Task:
In three sentences, what does the sexual assault risk extract say?

In addition, being intoxicated prevents you form being able to consent to sexual activities, and makes you more vulnerable. Note that some victims may use alcohol or other drugs as a way to cope with being assaulted.

Are unable to say “no”

·         You are afraid you will lose your partner if you say no to sex.

·         Your partner pressures/ coerces/ threatens you into having sex.

Tell someone that is making you uncomfortable that he/she needs to stop. Don’t make excuses for what is happening. Respond assertively.

Haven’t thought of what you want in a relationships

·         You don’t feel ready to make decisions about sex, or have not given it much thought.

You should be able to have all the time you need to make decisions about your sexual life. You know what’s best for your happiness and well-being.

You are at a higher risk of perpetrating sexual assault if you:

Can’t talk to your partner (about sex and other things)

·         You tend to not take your partner seriously, or to believe what they tell you.

Listening to your partner and respecting their opinions is fundamental to a healthy relationship based on equality.

Make decisions about sex because of peer pressure

·         Your friends are sexually aggressive and make sexist jokes.

·         Your peers have stereotypical notions of what it means to be a man/woman.

Know your limits. Be aware of how peer pressure might change your decisions about your limits. Speak up when your friends are sexually aggressive.

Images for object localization
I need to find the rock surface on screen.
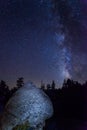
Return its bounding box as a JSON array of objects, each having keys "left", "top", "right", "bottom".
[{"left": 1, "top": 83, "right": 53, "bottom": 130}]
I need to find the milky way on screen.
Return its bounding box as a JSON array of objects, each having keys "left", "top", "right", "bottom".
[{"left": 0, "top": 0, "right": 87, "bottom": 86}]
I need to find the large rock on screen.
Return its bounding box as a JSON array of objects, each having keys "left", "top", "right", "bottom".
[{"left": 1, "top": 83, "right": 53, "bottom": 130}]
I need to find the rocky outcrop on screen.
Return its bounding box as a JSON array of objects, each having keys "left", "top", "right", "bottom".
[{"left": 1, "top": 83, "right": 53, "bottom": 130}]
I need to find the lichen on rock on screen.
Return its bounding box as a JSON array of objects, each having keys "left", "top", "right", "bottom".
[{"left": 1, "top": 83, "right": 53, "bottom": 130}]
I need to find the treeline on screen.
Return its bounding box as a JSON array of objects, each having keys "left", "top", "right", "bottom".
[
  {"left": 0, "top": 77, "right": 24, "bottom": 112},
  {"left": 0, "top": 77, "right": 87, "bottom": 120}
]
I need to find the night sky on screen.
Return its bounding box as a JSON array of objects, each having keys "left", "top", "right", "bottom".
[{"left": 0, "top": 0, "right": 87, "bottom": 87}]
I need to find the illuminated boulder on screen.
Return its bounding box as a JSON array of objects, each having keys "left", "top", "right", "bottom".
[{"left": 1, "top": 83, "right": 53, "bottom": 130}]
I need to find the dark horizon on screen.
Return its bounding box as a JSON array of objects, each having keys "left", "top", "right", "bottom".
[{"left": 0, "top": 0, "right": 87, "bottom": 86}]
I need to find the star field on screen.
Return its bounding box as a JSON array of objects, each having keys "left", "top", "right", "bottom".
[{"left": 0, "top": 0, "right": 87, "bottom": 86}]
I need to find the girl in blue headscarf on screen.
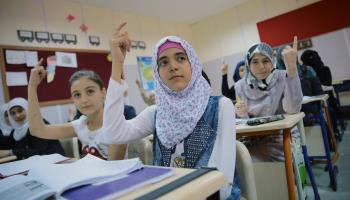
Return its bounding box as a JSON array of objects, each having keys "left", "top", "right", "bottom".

Task answer:
Being intoxicated prevents a person from being able to consent to sexual activities and makes them more vulnerable. The extract lists being unable to say "no" and not having thought about what you want in a relationship, and it advises responding assertively and taking all the time you need to make decisions about your sexual life. The risk of perpetrating sexual assault is higher for those who can't talk to their partner or who make decisions about sex because of peer pressure, so the extract stresses listening to and respecting a partner, knowing your limits, and speaking up when friends are sexually aggressive.